Task prompt:
Please locate each line in the material below that contains the word "wolf" and copy those lines in full. Letter case counts when matching.

[Items listed in a dataset]
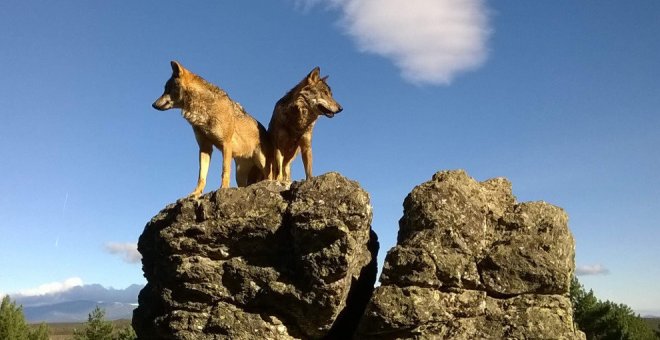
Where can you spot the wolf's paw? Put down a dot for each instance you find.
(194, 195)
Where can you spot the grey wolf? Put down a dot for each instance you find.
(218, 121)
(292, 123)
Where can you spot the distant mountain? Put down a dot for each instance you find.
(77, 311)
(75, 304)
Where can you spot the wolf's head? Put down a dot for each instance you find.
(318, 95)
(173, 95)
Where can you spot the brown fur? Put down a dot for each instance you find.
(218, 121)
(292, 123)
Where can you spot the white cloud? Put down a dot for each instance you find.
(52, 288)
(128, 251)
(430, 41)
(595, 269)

* * *

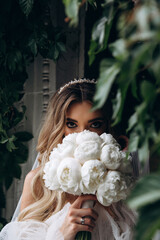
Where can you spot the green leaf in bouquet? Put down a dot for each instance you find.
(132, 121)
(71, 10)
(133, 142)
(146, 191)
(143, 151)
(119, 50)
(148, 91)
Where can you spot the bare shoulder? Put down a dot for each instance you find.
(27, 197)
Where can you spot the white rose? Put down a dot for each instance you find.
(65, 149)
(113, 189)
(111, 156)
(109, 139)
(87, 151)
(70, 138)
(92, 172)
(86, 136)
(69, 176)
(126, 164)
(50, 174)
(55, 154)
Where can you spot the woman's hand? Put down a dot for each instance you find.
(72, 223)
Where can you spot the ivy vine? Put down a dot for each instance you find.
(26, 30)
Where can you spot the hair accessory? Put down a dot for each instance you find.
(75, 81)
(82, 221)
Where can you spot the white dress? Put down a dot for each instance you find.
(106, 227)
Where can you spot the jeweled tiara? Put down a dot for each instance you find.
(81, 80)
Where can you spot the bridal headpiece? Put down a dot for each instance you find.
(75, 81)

Task response:
Where can you spot the wolf's paw? Put down a dot for each instance you find.
Where can you spot the grey wolf? Put down a dot for each instance you find.
Where can you spot the wolf's head? Put down a dot for each instance you find.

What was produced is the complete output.